Instructions for the task =>
Render everything in the listing below, from the line containing "Please examine the provided image and locate the green dorsal" down to the line containing "[244,74,867,572]", both included, as a Markdown table with the columns Row and Line. Give each line its own numbered row, skip blank lines, and leave the pictures out.

Input for this task =>

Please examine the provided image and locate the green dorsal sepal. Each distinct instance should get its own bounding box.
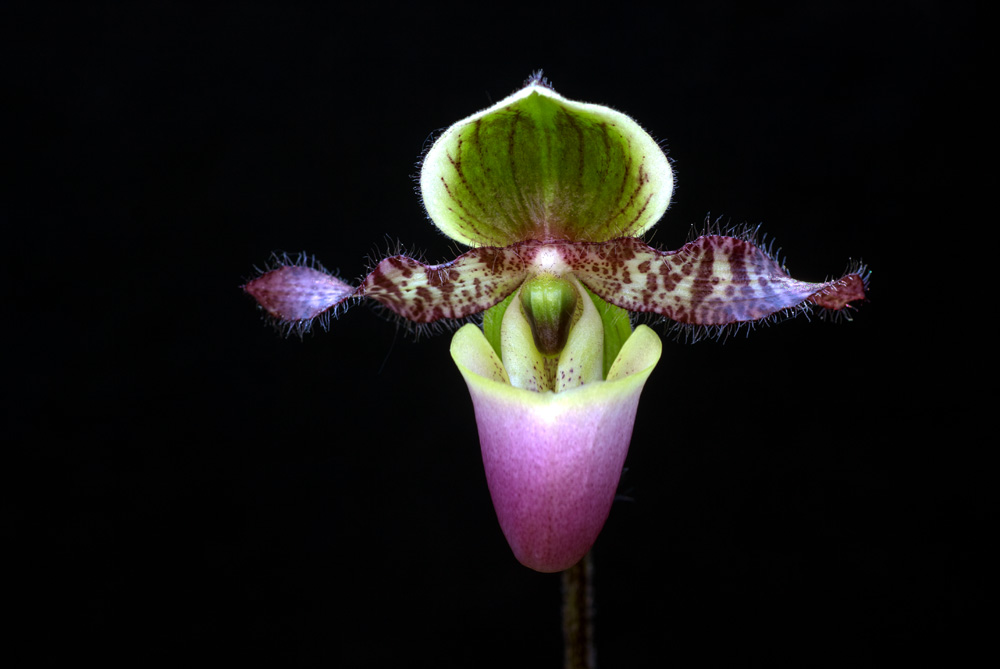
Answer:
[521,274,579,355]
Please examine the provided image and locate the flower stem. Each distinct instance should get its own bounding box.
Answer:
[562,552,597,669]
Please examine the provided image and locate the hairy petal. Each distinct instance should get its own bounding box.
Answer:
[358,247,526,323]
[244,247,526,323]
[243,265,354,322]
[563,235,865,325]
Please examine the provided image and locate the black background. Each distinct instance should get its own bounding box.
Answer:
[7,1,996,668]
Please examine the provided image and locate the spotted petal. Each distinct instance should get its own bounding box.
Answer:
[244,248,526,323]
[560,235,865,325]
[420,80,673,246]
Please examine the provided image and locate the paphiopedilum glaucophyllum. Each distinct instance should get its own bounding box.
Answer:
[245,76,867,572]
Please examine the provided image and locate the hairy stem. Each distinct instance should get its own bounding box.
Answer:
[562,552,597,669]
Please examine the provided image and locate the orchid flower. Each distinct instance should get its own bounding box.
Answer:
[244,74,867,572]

...

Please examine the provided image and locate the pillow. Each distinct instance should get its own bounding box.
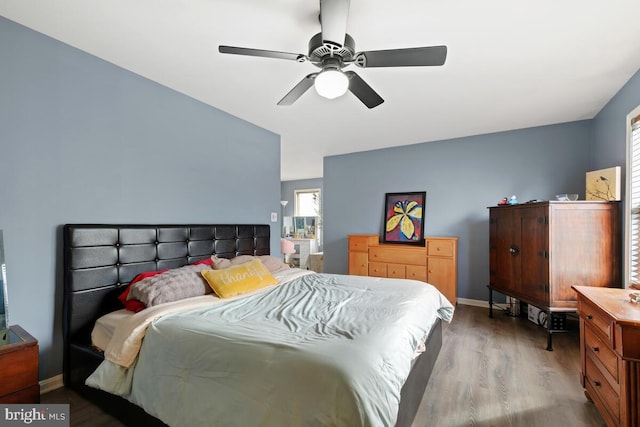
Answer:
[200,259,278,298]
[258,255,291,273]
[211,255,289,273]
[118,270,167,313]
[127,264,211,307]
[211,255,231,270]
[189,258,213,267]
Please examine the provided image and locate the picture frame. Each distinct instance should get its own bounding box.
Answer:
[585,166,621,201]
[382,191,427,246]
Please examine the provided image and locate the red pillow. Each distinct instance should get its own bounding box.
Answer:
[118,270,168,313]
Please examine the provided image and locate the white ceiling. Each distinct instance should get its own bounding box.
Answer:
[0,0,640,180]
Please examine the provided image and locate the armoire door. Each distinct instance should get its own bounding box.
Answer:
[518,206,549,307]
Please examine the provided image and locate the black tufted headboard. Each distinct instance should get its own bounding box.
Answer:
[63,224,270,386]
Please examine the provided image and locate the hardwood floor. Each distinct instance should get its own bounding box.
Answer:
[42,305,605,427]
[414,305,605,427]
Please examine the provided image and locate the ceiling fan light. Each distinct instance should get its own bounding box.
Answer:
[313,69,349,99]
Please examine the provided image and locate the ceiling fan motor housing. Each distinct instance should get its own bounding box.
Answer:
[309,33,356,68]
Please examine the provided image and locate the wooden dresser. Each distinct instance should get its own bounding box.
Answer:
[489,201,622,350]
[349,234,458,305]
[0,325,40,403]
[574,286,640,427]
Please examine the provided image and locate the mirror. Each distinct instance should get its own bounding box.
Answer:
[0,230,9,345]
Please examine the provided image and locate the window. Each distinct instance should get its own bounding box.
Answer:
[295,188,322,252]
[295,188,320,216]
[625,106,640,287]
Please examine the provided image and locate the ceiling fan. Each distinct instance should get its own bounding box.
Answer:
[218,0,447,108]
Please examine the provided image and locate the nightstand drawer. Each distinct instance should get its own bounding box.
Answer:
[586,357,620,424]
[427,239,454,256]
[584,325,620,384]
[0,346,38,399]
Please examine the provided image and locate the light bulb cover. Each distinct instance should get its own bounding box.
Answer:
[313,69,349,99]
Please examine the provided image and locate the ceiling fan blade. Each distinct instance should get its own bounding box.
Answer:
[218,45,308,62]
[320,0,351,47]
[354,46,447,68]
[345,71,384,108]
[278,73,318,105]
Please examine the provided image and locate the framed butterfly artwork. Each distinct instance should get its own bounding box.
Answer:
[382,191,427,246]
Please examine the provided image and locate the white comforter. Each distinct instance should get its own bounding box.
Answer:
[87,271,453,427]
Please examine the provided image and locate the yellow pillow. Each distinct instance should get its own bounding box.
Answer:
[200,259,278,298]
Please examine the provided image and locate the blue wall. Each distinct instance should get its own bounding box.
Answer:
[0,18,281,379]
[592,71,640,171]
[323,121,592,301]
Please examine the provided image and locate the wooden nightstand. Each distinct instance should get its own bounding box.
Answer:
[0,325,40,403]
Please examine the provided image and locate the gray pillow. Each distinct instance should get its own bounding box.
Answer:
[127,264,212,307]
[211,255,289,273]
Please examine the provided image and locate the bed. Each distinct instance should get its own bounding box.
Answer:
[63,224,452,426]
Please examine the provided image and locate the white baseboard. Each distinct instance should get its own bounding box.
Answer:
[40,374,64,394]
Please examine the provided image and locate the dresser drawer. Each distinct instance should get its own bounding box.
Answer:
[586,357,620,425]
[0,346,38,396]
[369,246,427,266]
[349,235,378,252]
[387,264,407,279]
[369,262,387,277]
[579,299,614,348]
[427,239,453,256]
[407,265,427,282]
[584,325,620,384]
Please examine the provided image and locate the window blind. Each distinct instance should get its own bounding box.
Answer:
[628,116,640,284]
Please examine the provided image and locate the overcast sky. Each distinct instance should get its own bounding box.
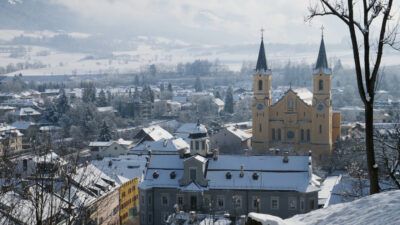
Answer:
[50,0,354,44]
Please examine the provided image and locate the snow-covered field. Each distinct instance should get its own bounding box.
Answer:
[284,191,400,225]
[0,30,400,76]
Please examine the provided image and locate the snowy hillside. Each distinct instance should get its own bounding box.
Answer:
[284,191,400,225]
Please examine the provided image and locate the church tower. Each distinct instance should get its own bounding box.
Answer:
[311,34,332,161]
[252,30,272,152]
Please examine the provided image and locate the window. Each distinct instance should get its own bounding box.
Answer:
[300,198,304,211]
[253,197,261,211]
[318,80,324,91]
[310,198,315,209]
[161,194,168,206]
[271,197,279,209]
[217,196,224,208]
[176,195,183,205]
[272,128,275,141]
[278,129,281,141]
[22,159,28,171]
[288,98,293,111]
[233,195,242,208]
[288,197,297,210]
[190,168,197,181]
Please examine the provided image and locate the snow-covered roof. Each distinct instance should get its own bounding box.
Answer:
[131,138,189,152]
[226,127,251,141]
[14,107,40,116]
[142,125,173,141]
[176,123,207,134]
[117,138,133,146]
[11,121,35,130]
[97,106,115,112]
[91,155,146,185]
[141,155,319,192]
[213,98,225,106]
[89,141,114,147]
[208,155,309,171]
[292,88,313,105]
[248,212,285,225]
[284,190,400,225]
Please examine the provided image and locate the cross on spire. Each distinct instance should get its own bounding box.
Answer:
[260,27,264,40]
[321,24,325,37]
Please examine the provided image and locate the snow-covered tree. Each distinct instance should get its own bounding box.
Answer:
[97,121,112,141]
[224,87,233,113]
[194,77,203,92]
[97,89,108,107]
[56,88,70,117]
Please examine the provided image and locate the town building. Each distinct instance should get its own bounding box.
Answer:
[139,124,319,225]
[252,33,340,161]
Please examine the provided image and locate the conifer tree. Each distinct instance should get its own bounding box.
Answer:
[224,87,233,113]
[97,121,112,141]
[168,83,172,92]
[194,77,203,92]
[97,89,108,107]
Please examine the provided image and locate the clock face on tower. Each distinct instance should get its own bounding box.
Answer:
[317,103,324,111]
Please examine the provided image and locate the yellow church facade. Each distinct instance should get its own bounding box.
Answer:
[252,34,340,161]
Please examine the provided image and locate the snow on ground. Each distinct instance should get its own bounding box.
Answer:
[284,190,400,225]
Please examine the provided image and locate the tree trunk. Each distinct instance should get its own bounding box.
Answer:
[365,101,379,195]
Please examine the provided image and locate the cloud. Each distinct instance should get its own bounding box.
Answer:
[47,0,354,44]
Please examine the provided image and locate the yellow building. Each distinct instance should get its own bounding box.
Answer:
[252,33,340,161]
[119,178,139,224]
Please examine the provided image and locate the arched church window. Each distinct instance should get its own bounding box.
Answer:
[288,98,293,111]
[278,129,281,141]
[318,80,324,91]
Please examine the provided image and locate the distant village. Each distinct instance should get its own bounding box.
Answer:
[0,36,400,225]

--

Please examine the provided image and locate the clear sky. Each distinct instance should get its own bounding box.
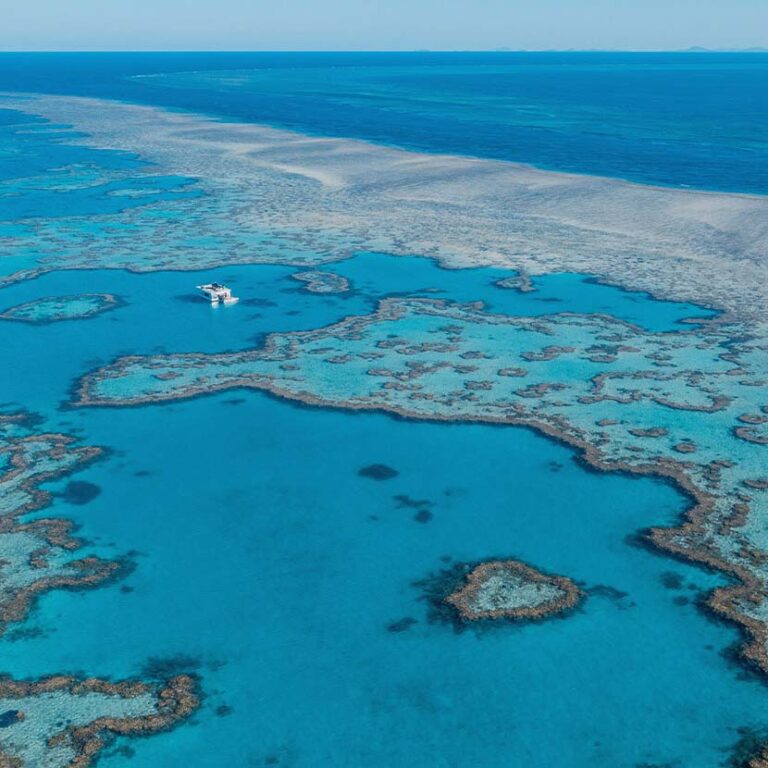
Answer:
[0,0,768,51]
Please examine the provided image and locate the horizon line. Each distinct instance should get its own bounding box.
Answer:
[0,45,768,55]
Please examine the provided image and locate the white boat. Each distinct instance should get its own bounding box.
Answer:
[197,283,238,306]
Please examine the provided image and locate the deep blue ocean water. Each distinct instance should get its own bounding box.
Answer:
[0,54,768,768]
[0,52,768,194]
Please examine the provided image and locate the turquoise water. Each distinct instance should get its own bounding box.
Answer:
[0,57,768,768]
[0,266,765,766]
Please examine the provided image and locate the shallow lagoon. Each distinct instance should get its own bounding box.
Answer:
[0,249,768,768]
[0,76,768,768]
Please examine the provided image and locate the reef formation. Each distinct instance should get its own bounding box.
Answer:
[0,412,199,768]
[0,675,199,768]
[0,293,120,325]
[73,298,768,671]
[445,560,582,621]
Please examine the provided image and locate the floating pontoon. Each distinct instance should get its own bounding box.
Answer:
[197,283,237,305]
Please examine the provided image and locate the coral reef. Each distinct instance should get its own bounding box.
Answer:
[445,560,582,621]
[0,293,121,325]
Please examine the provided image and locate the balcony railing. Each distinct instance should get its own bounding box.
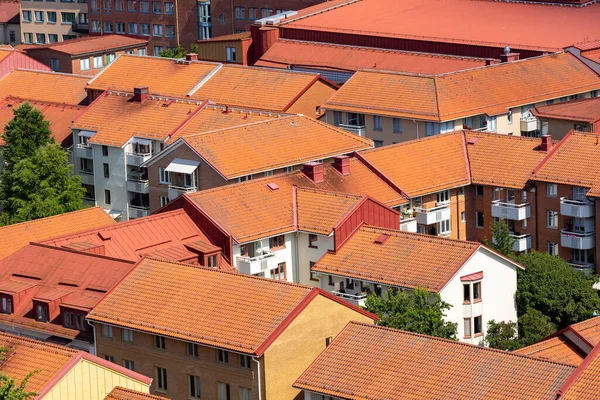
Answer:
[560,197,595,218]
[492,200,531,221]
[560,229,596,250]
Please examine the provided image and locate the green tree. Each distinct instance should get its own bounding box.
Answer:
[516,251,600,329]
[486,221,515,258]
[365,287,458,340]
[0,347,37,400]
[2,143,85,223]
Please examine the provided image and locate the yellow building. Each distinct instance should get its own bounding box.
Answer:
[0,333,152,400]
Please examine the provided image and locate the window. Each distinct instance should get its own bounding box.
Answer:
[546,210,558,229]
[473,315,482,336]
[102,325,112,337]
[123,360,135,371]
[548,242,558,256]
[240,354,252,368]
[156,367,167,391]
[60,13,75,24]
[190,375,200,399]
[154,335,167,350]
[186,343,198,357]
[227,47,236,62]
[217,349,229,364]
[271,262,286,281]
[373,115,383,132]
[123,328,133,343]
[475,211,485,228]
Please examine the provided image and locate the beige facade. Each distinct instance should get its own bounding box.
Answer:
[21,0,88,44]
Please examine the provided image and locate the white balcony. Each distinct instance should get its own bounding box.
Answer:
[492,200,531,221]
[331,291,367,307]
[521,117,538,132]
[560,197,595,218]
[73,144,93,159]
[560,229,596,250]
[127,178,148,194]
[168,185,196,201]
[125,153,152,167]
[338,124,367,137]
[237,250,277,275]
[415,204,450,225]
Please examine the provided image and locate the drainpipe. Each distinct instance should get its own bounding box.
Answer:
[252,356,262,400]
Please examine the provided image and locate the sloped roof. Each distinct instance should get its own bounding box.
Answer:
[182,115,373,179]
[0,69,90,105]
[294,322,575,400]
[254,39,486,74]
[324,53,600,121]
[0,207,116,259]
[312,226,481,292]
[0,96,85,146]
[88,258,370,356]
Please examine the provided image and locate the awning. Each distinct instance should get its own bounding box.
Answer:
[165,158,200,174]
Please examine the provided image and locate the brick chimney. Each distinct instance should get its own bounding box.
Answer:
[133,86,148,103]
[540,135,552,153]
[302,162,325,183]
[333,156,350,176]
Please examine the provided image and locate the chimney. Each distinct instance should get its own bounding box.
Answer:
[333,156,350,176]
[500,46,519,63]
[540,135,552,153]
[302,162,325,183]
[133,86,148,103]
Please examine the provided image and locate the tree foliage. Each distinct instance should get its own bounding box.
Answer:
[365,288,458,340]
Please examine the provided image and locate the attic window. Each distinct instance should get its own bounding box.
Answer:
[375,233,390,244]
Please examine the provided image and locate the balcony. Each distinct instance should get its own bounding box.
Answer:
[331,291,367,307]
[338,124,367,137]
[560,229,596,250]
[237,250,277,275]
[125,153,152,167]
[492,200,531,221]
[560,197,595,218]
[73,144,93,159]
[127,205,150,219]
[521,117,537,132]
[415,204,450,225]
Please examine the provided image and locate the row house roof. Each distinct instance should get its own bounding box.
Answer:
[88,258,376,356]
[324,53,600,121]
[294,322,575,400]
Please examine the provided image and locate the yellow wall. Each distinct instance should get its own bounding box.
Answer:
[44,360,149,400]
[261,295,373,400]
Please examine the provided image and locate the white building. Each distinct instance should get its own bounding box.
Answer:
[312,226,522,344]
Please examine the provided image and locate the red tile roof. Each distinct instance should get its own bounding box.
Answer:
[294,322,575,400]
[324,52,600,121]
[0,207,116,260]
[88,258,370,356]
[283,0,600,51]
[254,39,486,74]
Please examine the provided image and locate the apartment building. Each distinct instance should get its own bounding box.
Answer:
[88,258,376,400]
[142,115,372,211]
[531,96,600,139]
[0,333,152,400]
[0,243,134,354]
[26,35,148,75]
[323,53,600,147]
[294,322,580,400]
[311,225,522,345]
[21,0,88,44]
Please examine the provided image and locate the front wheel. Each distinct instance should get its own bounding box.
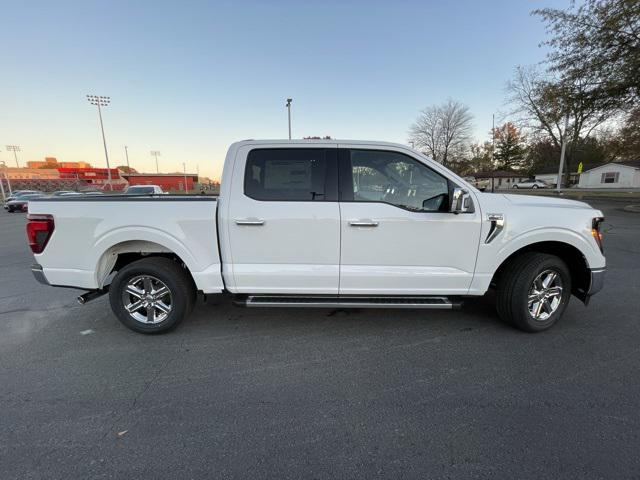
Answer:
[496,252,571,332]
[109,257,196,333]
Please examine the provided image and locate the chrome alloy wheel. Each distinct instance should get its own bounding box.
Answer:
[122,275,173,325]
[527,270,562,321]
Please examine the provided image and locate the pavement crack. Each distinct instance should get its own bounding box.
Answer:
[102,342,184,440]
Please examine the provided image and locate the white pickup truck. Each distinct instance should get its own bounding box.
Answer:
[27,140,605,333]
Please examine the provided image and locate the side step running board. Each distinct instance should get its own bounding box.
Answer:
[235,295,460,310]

Output =>
| Row | Line |
|---|---|
| 1 | Please examine the provided image and locate the green dorsal sepal. Each distinct instance should get its own bounding box. |
| 2 | Answer: |
| 3 | [521,274,579,355] |
| 4 | Please examine the provided image and locate the flower stem. Each distinct instance should get its own bounding box. |
| 5 | Answer: |
| 6 | [562,552,597,669] |
| 7 | Please examine the provided image and locate the hairy petal. Each distinct instance should get its own bounding box. |
| 8 | Answer: |
| 9 | [358,247,526,323] |
| 10 | [244,247,526,323] |
| 11 | [243,265,354,322] |
| 12 | [563,235,865,325] |
| 13 | Please examine the provided image and locate the black background. Each distinct instance should get its own bounding box. |
| 14 | Answer: |
| 15 | [7,1,996,668] |
| 16 | Please examine the provided image and locate the spotted petal. Each distinct instance should get its own bounding box. |
| 17 | Answer: |
| 18 | [244,248,526,323] |
| 19 | [560,235,865,325] |
| 20 | [420,80,673,246] |
| 21 | Please examine the provided image and locate the paphiopedilum glaucophyllum. Each distinct instance should get its own bounding box. |
| 22 | Answer: |
| 23 | [245,76,867,572] |
| 24 | Please examine the provided image and locate the hairy stem. Each distinct instance should get its own bounding box. |
| 25 | Answer: |
| 26 | [562,552,597,669] |
| 27 | Please examine the provided image and locate the orchid flower. Each distinct instance should get its own bounding box. |
| 28 | Answer: |
| 29 | [244,74,867,572] |